- [GOALS]:
• a. In the course syllabus, write out the passage word for word, starting at "Hannes Pfeifer" and ending at "course has finished.".
• b. Answer these questions from the course syllabus:
(i) Which department offers the course?
(ii) How many hp is the course worth?
(iii) What are the four pillars of quantum technologies?

- [SELECTION]:
Course syllabus

Course-PM

MCC185 From quantum optics to quantum technologies lp1 HT24 (7.5 hp).

The course is offered by the Department of Microtechnology and Nanoscience (MC2).

Contact details

Witlef Wieczorek

Simone Gasparinetti

Hannes Pfeifer

Simon Sundelin

Alexander Jung

Kunal Helambe

Student representatives

The following students agreed to act as student representatives of the course:

The student representatives can collect any feedback from all students concerning the course (administration, content, etc). They can bring this feedback forward to the course teachers during the lecture, at the midterm meeting and summarize the feedback at the final meeting after the course has finished.

More information for the student representatives can be found here.

Course purpose

The course introduces how one can describe, manipulate, and detect quantum mechanical systems such as single atoms and photons, and how advances in the control and measurement of these systems are driving the so-called second quantum revolution through the four pillars of quantum technologies: quantum computation, quantum simulation, quantum communication, and quantum sensing. This revolution is being pushed forward by large research initiatives worldwide, such as the Wallenberg Centre for Quantum Technology (WACQT) in Sweden, of which Chalmers is the main node, the EU Quantum Flagship in Europe, and many more. The course gives an overview of this very active field of research and connects via lectures, exercise sessions, and a laboratory session in a state-of-the-art facility to ongoing research on quantum mechanical superconducting circuits, microwave photons, and optomechanical systems.

- [DATA]:
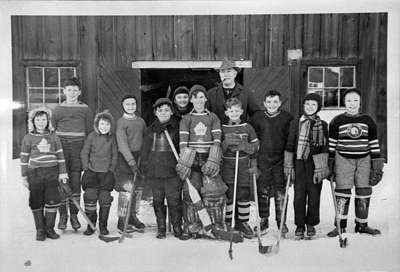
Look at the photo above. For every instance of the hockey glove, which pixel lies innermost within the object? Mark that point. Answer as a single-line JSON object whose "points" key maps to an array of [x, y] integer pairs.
{"points": [[211, 167], [288, 165], [65, 188], [376, 171], [321, 170], [183, 167], [253, 170]]}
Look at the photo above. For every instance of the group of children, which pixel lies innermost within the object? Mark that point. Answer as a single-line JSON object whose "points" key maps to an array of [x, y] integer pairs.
{"points": [[216, 160]]}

- [ANSWERS IN ORDER]:
• a.
Hannes Pfeifer

Simon Sundelin

Alexander Jung

Kunal Helambe

Student representatives

The following students agreed to act as student representatives of the course:

The student representatives can collect any feedback from all students concerning the course (administration, content, etc). They can bring this feedback forward to the course teachers during the lecture, at the midterm meeting and summarize the feedback at the final meeting after the course has finished.

• b.
(i) The Department of Microtechnology and Nanoscience (MC2)
(ii) 7.5 hp
(iii) Quantum computation, quantum simulation, quantum communication, and quantum sensing